> [REQUIREMENT] Identify every line in the data below that contains the string "collar", and copy each of those lines.

DATA FOR THIS EXERCISE start

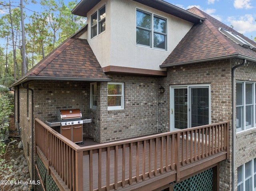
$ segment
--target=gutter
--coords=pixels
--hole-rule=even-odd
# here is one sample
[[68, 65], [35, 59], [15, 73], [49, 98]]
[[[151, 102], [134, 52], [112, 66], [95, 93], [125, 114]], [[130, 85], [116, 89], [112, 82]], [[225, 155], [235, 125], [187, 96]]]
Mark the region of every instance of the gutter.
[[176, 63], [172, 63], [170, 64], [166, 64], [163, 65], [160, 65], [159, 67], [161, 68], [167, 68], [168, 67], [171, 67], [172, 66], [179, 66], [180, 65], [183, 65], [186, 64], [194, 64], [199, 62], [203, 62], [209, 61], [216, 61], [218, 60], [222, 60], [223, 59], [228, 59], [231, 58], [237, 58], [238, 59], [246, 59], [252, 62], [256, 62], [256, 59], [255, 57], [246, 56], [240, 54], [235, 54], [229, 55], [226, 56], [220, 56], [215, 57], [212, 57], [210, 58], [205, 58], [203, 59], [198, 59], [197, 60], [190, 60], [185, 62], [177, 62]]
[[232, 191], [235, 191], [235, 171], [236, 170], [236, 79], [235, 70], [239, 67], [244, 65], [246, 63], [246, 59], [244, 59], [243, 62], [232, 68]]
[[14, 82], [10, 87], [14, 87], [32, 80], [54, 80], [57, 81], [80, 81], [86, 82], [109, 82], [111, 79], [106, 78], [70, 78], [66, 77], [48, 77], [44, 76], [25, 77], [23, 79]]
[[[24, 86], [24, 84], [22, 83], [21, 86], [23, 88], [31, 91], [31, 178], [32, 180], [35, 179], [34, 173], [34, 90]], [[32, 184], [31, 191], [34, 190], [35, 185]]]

DATA FOR THIS EXERCISE end
DATA FOR THIS EXERCISE start

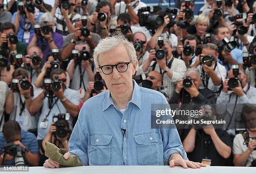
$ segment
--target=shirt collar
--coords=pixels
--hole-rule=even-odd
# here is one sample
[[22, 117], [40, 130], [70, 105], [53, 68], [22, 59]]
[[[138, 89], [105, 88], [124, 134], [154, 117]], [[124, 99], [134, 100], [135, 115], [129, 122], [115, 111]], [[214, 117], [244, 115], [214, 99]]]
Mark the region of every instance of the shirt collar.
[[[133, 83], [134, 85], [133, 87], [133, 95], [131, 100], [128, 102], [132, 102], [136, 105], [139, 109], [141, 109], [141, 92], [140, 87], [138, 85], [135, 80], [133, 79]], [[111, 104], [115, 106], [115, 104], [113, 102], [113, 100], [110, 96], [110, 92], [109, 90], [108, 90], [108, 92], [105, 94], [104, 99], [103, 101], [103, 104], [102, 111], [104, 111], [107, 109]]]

DATA FOR THIS EXERCISE end

> [RESPONSE BELOW]
--target=shirt collar
Mark the region of every instance of the shirt collar.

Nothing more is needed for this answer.